#### THE INPUT

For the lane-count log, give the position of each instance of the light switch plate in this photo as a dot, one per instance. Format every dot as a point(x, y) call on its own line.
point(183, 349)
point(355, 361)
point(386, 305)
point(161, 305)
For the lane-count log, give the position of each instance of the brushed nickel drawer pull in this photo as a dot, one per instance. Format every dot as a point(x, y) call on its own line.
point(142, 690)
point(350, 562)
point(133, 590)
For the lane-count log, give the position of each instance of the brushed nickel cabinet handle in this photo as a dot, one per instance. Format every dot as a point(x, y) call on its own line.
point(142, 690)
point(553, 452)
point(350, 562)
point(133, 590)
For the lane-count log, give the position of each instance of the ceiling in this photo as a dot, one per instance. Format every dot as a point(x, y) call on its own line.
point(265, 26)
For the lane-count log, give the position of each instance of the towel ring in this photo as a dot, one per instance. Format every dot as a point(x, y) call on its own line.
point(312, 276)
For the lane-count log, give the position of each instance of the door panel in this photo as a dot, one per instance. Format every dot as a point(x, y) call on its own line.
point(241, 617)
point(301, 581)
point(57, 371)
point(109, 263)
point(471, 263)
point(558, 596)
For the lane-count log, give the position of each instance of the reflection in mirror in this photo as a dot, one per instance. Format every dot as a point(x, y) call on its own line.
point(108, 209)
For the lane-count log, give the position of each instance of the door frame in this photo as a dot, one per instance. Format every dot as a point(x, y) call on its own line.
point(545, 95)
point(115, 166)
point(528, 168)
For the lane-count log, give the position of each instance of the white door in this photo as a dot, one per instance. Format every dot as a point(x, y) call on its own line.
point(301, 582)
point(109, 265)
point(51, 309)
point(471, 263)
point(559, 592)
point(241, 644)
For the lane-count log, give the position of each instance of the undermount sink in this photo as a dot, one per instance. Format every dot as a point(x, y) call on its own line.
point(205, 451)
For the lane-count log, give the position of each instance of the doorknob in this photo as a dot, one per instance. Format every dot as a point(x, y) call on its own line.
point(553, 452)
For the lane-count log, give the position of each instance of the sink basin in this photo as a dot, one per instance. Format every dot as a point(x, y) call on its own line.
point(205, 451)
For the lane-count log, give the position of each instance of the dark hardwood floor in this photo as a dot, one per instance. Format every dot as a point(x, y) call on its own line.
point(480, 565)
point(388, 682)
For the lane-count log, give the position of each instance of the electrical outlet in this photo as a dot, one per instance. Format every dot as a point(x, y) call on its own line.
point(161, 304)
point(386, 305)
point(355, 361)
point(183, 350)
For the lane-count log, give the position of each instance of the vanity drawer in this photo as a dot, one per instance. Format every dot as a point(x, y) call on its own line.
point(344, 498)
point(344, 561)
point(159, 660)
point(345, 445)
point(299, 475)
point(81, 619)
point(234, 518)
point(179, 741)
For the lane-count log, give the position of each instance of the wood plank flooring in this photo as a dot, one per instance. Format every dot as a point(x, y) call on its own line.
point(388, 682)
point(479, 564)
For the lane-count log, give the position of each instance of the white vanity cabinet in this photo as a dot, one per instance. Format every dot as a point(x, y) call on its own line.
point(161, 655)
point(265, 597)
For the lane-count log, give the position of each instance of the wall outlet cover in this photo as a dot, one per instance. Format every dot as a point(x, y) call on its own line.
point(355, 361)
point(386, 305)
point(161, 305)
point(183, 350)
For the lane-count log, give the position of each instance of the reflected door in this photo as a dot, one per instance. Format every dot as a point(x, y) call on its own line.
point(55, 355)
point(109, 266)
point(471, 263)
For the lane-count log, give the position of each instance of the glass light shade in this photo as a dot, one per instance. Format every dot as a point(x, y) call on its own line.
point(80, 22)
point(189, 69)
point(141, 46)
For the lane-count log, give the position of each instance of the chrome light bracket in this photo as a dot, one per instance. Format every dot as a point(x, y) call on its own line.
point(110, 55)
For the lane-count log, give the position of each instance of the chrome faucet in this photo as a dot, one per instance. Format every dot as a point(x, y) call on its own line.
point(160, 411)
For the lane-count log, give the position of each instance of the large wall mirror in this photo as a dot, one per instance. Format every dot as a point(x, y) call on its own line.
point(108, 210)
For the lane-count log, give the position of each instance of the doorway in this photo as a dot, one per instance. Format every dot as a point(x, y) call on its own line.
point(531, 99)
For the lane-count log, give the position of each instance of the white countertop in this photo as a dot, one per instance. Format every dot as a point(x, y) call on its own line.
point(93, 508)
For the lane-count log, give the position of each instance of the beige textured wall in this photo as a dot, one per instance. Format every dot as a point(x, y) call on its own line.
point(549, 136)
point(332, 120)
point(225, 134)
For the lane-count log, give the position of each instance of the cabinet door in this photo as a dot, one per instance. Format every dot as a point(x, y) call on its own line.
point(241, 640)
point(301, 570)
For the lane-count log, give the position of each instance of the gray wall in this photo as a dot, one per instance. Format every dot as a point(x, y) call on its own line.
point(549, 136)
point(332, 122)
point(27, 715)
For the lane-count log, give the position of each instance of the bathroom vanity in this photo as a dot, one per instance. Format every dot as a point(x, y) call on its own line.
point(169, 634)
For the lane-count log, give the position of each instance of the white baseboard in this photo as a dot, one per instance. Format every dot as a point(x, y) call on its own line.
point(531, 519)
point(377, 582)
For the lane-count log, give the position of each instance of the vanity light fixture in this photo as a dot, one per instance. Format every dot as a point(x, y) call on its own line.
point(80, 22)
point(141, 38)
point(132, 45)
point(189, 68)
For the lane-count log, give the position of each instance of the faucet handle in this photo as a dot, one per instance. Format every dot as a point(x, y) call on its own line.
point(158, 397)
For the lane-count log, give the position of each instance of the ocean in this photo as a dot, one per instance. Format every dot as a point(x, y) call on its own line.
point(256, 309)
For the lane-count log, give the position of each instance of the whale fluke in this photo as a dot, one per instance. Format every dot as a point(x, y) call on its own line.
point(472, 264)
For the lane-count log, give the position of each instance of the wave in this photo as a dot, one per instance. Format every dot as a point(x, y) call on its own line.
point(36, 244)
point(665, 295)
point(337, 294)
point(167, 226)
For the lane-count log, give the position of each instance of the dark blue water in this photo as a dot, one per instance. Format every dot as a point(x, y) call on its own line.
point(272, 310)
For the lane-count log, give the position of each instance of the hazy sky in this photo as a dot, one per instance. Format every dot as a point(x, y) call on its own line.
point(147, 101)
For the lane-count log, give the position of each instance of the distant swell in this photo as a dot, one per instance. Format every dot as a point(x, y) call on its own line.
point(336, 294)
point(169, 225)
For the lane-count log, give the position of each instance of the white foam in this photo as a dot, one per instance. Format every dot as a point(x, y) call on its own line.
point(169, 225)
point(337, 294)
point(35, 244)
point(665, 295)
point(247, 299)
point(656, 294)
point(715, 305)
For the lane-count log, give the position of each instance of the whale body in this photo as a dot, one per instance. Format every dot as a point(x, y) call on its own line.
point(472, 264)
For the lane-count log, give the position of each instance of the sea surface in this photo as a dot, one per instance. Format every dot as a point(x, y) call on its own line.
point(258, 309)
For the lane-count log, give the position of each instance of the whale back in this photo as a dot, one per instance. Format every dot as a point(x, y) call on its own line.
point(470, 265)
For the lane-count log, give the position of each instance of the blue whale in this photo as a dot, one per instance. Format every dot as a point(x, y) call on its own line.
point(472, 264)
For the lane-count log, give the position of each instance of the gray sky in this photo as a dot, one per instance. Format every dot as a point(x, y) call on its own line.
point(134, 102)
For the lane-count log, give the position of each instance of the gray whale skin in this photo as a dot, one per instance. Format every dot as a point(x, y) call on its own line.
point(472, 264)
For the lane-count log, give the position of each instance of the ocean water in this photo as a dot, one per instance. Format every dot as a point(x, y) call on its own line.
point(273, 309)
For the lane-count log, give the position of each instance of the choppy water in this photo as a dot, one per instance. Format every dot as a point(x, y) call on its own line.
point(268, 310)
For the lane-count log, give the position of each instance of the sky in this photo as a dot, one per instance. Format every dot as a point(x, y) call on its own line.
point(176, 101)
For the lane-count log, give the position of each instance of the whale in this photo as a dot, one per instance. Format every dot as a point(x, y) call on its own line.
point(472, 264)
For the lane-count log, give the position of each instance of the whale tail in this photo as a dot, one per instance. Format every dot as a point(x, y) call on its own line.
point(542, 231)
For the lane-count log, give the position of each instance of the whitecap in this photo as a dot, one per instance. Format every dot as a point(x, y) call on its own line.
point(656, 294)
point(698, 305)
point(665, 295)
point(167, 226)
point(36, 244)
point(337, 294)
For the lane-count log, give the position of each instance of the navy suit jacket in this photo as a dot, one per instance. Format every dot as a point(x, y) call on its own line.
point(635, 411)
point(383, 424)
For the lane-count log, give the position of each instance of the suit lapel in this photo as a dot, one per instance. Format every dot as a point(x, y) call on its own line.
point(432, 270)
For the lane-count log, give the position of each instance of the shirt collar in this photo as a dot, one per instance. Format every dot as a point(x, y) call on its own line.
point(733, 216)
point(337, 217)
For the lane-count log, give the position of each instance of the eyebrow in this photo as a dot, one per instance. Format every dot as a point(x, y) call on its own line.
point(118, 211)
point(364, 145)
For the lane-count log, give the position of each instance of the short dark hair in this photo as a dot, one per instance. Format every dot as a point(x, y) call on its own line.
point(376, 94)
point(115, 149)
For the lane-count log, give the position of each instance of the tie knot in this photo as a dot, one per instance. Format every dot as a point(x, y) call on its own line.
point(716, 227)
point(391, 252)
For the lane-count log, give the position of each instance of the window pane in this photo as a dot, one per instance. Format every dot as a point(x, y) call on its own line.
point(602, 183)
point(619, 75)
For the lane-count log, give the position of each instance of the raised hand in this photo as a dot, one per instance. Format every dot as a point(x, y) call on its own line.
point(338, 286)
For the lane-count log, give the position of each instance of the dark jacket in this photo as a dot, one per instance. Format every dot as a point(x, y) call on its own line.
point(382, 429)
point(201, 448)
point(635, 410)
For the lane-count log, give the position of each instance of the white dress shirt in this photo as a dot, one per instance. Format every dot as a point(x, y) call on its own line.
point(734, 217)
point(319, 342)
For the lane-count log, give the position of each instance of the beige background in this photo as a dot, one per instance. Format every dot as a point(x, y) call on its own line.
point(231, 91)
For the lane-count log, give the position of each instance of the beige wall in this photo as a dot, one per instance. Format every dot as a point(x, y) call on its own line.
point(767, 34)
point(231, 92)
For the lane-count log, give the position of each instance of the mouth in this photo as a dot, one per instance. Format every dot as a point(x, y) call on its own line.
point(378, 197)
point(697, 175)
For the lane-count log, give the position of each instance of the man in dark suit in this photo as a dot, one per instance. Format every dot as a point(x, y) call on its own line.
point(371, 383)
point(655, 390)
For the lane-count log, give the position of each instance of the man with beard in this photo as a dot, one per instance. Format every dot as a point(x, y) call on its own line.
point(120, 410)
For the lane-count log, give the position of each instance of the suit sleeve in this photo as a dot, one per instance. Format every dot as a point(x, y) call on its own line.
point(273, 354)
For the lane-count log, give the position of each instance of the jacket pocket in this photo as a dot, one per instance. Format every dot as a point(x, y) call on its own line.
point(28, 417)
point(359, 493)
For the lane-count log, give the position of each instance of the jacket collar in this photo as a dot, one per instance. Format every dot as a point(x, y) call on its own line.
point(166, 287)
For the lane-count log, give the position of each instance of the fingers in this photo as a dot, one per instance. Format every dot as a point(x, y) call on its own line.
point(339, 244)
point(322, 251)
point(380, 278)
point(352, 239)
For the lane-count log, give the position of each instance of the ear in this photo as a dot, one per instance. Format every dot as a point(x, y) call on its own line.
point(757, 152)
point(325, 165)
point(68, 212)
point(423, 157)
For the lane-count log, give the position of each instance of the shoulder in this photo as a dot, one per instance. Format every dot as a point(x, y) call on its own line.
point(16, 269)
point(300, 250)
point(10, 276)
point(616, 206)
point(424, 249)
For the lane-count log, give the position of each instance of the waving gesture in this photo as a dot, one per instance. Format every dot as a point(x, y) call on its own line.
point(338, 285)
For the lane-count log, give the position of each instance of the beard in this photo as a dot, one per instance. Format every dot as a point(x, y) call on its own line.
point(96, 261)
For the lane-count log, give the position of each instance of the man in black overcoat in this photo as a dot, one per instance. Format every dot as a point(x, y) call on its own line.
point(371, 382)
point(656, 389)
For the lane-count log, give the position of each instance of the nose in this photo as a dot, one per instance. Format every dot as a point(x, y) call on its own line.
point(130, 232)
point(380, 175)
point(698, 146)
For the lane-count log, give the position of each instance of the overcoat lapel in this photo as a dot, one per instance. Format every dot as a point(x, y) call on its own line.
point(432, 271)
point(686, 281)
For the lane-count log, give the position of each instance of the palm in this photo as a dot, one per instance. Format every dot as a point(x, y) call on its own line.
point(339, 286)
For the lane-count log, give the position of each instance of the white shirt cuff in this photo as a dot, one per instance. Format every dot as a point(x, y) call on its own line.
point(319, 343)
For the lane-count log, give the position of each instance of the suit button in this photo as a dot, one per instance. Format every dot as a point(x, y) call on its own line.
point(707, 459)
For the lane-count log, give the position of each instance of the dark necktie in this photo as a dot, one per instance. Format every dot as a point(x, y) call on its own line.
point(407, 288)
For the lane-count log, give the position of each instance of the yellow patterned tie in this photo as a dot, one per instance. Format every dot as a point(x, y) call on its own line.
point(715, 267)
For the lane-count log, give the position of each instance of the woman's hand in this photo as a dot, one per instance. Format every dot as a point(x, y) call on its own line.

########

* WHAT IS EXPECTED
Take the part of the data that opens with the line containing "the man with" and closes with the line containing "point(698, 146)", and write it out again with every "beard" swapped for "goatee". Leave everything else unchanged.

* SOLUTION
For the lane-count log, give the position of each instance of the man with goatee in this photo as a dot, one per instance. Format every dot as a point(x, y) call on its own line.
point(120, 410)
For the lane-count log, give the position of each instance of the suit sleeve in this photo as a dot, one per instance. Format every dot as a point(x, y) call on its own line.
point(273, 354)
For the lane-count log, give the position of each instance of the jacket pocket in this photo as a dot, one per instance. Format every dot as a point(x, y) call on its own line.
point(28, 417)
point(359, 493)
For the lane-count log, give the position of each instance of the jacket collar in this photo as a dot, one per instance. Format every dot as a point(x, y) call on its own line.
point(166, 287)
For the lane-count log, give the position of each instance of the fingers in this photo as a dot, one per instance. Format every dot as a point(x, y) call on its own line.
point(339, 244)
point(322, 251)
point(380, 278)
point(352, 239)
For the lane-count log, give the position of each instance of the ear in this photo as a dot, one per instance. Format every dot as a point(x, y) call on its own line.
point(757, 152)
point(325, 165)
point(68, 212)
point(423, 157)
For the lane-count log, give the position of each instance of the shoulder in this photo as a dot, one per instance. Format every dot as a point(x, y) call on its own line.
point(16, 269)
point(300, 250)
point(10, 276)
point(616, 206)
point(424, 249)
For the lane-count log, give the position of each instance of the waving gesture in this photo as a dot, one per instance. Format every dot as a point(x, y) call on its own line.
point(338, 285)
For the lane-count log, give the position of each instance of the goatee in this photo as a dot, one per instance. Format every dot as a point(x, y) call on its own line.
point(96, 261)
For the lane-count log, give the position of each instance of the man in black overcoat in this photo as a dot, one per instance. Format every dot as a point(x, y) call on its own line.
point(371, 382)
point(656, 389)
For the lane-count log, give the position of each instance of the nose in this photo as a dot, one per instance. Format every dot as a point(x, y) call on its own line.
point(130, 232)
point(380, 175)
point(698, 146)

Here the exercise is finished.